*Extract to read*
It's a rule of thumb that yes, higher parameter at low quant beats lower parameter at high quant (or no quant) but take it with a grain of salt as you may still prefer a lower parameter model that's more tuned for the task you prefer.
LocalLLaMA
Community to discuss about Llama, the family of large language models created by Meta AI.
This seems like something that would be difficult to predict considering how fundamental what your changing is. The method you use to quantize it and how refined it is also matters a great deal.
In my experience, the lower you go....the model:
- hallucinates more (one time I asked Llama2 what made the sky blue and it freaked out and generated thousands of similar questions line by line)
- is more likely to give you an inaccurate response when it doesn't hallucinate
- is significantly more unreliable and non-deterministic (seriously, providing the same prompt can cause different answers!)
At the bottom of this post, I compare the 2-bit and 8-bit extreme ends of Code Llama Instruct model with the same prompt and you can see how it played out: https://about.xethub.com/blog/comparing-code-llama-models-locally-macbook
That was useful and interesting.
Speaking of hypothetical situations how much money do you think an individual would need to buy the computing power needed to provide themselves with a gpt 4 turbo like experience locally?
Adding into Automata's theoretical info, I can say that anecdotally I find 4bit 70B substantially better than 8bit 34B or below, but it'll depend on your task.
It seems like right now the 70b are really good for storywriting, RP, logic, etc, while if you're doing programming or data classification or similar you might be better off with a high precision smaller model that's been fine-tuned towards the task at hand.
I noticed in my 70b circle jerk rant thread I posted a couple days ago, most of the people saying they didn't find the 70b that much better (or better at all) were doing programming or data classification type stuff.
What sort of vram is needed to run a 4bit 70B model?
Well... none at all if you're happy with ~1 token per second or less using GGUF CPU inference.
I have 1 x 3090 24GB and get about 2 tokens per second with partial offload. I find it usable for most stuff but many people find that too slow.
You'd need 2 x 3090 or an A6000 or something to do it quickly.
The golden standard is 2 x 3090/4090 cards, which is 48 GBs of VRAM total. You can get by with 2 P40s(Need cooling solution) and run onboard video, if you want to save some money. The speeds will be slower, but still better than running on System RAM on typical setups.
about 44 GB
Using Q3, you can fit it in 36GB (I have a weird combo of RTX 3060 with 12GB and P40 with 24GB and I can run a 70B at 3bit fully on GPU).
So you have 2 GPUs on single m/b.. and the llama.cpp thing knows to use both? Does this work with AMD GPUs too?
Yes llama.cpp will automatically split the model to work across GPUs. You can also specify how much of the full model should be on each GPU.
Not sure on AMD support but for nvidia it's pretty easy to do.
44GB of GPU VRAM? WTH GPU has 44GB other than stupid expensive ones? Are average folks running $25K GPUS at home? Or those running these like working for company's with lots of money and building small GPU servers to run these?
Dual 3090/4090s. Still pricey as hell, but not out of reach for some folks.
So anyone wanting to play around with this at home, has to expect to drop about 4K or so for GPUs and a setup?
I can get 2 3090 for 1200€ here on the second-hand market
A friend told me that for 70b when using q4, performance drops by 10%. The larger the model, the less it suffers from weight quantization
Or the more undertrained it is, the more fat can be trimmed
70b 4bit will eat those small models for breakfast.

*Task to complete*
In the thread about model size versus quantization, what setup is called the golden standard for running a 4-bit 70B model?

Data items

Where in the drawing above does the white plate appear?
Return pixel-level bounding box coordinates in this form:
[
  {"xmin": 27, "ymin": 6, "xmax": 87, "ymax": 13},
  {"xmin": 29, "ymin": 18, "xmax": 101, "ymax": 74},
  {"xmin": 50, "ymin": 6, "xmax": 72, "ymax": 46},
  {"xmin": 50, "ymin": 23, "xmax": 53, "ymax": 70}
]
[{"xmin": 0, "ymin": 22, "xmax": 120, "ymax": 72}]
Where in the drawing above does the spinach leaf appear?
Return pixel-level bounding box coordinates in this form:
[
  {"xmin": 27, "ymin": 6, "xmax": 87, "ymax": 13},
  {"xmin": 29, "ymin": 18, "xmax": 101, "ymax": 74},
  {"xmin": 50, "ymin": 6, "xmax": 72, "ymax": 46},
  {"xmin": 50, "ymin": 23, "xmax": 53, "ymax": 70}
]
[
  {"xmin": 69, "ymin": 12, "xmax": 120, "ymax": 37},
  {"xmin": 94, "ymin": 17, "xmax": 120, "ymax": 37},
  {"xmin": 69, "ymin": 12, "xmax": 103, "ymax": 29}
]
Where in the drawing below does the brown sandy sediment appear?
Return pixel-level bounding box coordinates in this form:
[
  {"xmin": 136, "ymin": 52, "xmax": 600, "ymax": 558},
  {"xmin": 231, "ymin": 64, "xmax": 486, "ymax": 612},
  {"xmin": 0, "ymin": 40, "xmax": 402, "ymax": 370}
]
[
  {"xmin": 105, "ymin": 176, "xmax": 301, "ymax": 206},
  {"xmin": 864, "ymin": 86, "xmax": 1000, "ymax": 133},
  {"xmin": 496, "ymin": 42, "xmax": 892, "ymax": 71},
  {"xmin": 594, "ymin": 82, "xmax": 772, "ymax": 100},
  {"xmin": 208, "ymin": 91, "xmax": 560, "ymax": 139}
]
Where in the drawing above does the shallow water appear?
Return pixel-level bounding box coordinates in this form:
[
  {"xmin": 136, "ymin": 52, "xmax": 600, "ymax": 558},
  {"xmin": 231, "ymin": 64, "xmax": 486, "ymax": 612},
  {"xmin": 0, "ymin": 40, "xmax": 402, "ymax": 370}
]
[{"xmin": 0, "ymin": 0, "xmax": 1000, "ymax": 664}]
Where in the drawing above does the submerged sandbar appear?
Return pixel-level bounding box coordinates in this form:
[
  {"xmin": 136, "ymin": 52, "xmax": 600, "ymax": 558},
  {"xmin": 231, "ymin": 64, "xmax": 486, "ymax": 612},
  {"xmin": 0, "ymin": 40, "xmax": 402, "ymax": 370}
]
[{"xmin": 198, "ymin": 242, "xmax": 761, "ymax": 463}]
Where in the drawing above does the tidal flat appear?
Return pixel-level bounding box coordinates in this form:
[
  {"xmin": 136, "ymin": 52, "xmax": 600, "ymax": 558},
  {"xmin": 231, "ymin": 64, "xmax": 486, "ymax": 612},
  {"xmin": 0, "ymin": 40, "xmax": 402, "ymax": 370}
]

*Solution to this exercise*
Two 3090 or 4090 cards, for 48 GB of VRAM in total.